(The task): Retype the material below word for word, starting at its very first line and continuing down through the line that contains "[(983, 478), (643, 574), (945, 516)]", with that line included.

(Data lines):
....
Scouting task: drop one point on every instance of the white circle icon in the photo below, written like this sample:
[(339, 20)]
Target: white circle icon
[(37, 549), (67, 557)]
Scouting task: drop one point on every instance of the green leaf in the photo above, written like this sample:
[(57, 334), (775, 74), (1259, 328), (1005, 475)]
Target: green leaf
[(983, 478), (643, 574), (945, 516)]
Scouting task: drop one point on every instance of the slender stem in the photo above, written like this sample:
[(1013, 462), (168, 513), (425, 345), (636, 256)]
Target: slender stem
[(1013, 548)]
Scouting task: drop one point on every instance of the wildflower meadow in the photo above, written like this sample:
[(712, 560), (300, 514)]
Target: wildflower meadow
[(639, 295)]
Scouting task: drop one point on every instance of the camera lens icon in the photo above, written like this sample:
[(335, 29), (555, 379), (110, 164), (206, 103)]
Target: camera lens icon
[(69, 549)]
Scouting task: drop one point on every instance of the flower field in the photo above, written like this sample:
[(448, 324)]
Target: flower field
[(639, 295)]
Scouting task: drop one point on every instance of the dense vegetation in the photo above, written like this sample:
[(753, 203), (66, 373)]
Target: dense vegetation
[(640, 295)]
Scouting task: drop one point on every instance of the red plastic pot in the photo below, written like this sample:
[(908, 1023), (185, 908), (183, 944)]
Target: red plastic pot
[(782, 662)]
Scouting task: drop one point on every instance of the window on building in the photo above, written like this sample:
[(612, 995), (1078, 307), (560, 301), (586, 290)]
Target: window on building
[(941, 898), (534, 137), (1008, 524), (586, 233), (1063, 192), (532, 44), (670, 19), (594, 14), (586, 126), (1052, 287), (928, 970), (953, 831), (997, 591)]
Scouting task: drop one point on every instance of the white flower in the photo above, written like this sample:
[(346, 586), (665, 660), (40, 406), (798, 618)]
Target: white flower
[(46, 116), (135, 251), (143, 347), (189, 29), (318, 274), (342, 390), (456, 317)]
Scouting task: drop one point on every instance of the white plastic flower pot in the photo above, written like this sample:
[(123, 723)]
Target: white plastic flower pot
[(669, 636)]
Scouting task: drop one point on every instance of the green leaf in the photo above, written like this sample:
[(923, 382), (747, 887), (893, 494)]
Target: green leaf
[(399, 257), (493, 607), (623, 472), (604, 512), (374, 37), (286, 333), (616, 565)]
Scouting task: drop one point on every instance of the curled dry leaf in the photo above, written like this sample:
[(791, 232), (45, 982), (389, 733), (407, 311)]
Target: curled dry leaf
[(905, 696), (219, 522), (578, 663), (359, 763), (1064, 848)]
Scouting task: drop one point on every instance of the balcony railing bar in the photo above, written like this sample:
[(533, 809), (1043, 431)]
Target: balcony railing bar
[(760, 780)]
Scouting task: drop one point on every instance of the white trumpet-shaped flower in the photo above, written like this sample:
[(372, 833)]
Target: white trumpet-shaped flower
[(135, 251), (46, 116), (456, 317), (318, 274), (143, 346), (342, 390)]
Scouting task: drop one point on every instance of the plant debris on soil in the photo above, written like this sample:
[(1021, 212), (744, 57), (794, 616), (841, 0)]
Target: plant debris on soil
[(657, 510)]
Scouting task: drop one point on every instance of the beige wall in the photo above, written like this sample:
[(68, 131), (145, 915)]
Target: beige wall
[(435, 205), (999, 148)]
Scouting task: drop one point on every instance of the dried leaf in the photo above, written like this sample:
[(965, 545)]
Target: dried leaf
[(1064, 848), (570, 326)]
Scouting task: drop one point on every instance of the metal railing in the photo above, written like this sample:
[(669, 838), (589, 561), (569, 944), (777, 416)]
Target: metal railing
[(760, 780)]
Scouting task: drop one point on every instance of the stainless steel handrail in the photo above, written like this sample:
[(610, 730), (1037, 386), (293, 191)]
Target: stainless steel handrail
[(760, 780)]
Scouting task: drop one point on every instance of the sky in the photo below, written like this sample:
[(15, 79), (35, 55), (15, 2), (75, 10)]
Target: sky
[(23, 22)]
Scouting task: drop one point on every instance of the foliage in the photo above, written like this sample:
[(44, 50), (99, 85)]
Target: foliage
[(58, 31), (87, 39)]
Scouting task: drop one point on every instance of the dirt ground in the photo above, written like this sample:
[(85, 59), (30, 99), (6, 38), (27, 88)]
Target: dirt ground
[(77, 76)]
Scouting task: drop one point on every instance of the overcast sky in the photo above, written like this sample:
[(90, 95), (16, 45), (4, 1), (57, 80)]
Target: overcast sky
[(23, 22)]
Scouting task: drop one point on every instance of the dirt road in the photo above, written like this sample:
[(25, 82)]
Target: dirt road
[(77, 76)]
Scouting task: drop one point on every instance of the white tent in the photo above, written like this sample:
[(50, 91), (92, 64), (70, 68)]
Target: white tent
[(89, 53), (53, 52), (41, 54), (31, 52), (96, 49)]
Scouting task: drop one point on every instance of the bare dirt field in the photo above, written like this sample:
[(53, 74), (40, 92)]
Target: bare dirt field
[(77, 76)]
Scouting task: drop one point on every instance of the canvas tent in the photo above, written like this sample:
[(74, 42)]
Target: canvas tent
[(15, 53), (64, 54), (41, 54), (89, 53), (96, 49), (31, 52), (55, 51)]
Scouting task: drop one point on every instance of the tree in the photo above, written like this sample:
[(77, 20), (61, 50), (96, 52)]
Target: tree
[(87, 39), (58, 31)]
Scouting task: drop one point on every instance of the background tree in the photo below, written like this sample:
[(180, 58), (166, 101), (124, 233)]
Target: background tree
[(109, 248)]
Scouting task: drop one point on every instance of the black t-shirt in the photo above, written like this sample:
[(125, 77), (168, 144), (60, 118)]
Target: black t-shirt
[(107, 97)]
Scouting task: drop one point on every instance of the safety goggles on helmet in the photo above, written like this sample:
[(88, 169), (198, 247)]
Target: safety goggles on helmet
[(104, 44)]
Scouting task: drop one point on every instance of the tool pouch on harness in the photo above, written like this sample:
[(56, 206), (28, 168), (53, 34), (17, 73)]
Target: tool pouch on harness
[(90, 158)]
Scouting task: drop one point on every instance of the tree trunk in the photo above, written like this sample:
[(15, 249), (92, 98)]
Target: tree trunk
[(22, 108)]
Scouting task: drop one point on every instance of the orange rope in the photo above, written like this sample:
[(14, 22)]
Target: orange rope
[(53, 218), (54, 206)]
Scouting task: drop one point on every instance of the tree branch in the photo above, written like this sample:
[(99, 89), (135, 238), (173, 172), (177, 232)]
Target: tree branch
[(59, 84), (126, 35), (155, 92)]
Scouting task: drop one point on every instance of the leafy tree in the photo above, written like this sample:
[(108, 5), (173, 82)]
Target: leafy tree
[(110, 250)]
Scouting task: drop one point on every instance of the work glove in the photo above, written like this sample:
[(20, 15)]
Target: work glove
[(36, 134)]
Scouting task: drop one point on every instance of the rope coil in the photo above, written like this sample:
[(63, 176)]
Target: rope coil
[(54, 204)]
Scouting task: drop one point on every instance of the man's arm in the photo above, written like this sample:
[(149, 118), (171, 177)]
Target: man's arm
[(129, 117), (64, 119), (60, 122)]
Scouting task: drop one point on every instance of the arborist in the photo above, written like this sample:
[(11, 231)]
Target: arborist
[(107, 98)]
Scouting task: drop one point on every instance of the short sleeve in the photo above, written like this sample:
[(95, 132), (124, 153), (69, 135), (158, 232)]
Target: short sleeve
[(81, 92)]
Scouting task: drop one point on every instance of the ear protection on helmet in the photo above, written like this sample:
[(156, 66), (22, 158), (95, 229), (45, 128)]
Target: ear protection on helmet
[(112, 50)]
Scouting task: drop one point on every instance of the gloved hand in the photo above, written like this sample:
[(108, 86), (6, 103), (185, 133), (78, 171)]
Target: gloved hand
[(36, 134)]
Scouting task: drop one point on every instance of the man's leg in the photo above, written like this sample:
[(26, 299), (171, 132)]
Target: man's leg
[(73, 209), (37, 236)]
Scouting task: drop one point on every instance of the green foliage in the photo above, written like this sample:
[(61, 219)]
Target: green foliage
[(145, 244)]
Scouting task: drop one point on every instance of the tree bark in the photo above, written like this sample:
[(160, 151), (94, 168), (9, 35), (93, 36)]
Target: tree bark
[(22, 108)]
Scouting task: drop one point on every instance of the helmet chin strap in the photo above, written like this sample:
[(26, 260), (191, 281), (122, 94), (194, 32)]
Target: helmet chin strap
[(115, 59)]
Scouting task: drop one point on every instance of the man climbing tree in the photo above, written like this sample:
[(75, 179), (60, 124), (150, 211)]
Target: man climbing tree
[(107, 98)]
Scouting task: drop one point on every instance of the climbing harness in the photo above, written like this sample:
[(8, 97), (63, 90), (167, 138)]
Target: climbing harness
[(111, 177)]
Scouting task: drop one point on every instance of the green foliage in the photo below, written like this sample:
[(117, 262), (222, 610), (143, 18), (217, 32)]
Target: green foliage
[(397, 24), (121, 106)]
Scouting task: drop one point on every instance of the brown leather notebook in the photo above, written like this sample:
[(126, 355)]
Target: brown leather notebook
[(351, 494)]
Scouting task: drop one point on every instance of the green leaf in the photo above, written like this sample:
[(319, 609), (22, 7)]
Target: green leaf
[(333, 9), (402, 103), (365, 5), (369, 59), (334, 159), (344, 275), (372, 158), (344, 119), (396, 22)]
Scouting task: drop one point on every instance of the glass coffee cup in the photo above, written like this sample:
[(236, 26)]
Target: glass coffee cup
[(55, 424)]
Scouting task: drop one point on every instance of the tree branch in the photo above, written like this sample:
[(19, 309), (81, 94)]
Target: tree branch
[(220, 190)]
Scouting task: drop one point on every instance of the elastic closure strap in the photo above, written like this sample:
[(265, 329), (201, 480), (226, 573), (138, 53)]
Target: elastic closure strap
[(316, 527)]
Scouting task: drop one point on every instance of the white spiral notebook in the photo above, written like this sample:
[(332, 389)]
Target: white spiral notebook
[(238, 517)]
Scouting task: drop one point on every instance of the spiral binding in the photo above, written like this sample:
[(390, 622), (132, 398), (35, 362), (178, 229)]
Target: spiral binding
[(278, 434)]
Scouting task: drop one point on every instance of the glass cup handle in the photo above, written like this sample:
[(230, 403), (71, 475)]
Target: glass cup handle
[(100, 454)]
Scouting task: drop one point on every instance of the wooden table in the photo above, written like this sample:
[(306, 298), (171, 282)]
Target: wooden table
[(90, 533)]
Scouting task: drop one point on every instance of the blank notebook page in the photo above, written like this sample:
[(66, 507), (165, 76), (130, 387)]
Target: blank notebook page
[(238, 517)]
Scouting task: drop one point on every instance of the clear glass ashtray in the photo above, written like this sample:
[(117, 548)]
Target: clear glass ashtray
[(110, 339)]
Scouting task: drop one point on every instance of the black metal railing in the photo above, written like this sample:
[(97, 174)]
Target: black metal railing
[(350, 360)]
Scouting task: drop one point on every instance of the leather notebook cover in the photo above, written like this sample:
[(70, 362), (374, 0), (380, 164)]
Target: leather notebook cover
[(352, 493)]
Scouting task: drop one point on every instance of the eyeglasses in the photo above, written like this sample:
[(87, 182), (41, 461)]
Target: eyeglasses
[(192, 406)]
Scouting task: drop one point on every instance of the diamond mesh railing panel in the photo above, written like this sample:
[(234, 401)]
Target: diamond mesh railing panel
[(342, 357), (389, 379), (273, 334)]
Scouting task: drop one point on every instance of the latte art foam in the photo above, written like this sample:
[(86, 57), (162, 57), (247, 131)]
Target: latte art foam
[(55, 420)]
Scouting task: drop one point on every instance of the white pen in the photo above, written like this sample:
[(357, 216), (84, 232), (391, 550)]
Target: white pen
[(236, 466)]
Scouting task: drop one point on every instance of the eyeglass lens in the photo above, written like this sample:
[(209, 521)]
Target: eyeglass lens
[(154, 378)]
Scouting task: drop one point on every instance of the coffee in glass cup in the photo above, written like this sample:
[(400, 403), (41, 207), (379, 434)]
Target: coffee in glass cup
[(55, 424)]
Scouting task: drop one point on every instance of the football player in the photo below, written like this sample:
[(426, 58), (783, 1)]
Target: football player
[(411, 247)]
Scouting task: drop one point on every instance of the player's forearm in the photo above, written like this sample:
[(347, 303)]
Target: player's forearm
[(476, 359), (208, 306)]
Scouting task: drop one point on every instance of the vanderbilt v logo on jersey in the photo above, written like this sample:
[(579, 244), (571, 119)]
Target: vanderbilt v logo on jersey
....
(Exercise response):
Scouting task: drop one point on every instance of the white circle icon in the photo below, written like this sample:
[(339, 20)]
Target: white circle icon
[(37, 549), (67, 557)]
Scouting task: drop one point on every instance of the green leaf in the photo above, written like this sample:
[(57, 334), (775, 74), (1259, 328), (1005, 475)]
Target: green leaf
[(983, 478), (643, 574), (945, 516)]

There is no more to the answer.